:: MATERIAL TO PROCESS ::
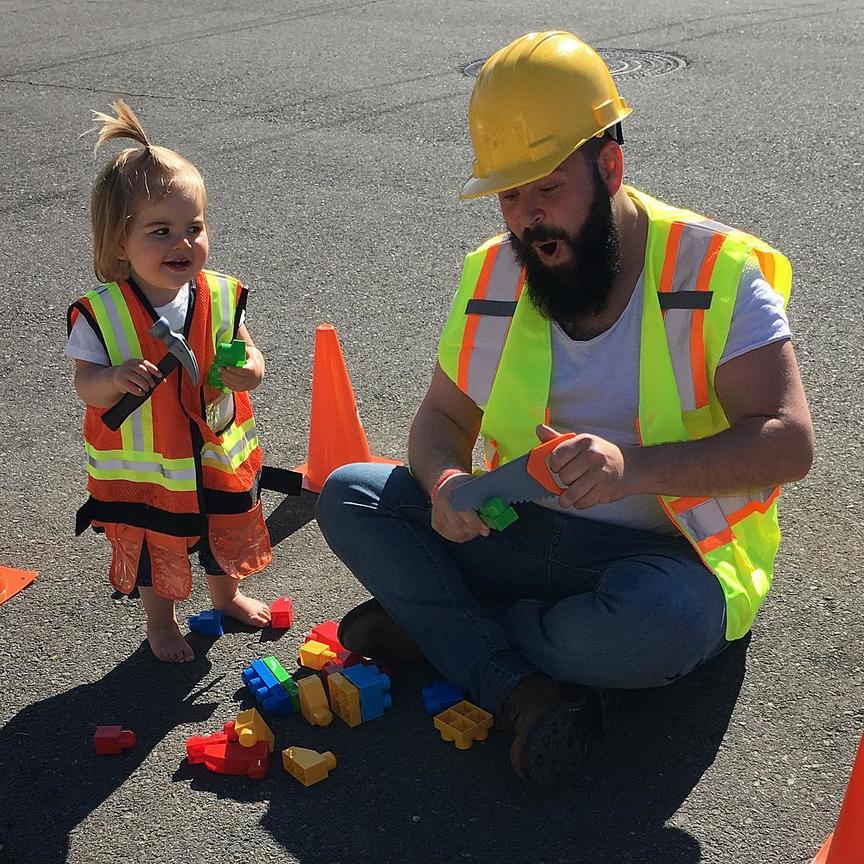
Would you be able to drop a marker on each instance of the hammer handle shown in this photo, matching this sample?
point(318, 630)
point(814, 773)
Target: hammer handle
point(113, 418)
:::
:: MATERIAL TO PROCESS ::
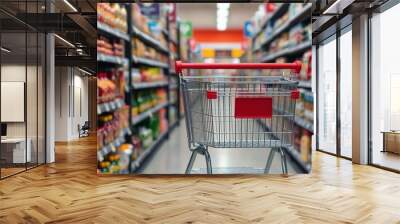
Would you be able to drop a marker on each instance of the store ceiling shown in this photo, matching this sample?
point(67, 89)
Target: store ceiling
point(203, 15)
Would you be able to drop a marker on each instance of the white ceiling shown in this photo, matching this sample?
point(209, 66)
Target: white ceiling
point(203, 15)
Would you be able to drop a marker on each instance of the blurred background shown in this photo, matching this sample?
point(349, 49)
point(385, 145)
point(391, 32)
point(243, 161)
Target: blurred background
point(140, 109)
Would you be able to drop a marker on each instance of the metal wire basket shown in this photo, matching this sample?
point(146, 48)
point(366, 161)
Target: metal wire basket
:::
[WORK INSTRUCTIONS]
Could you write out, exactly as they stand, only the lines above that begin at the line with "of the white" and stop after the line with "Target: metal wire basket"?

[ANSWER TO THIS PROBLEM]
Would you be able to drop a marker on each instance of the white ceiling shown in this photo, matching this sample?
point(209, 66)
Target: white ceiling
point(203, 15)
Would you be able to drop a marker on each instance of the blurred background shown in this photo, matching this sample?
point(349, 49)
point(385, 145)
point(391, 32)
point(243, 161)
Target: blurred background
point(140, 109)
Would you be able to drop a marker on each instance of the metal wire basket shown in this photo, matching this sample?
point(146, 48)
point(366, 161)
Target: metal wire basket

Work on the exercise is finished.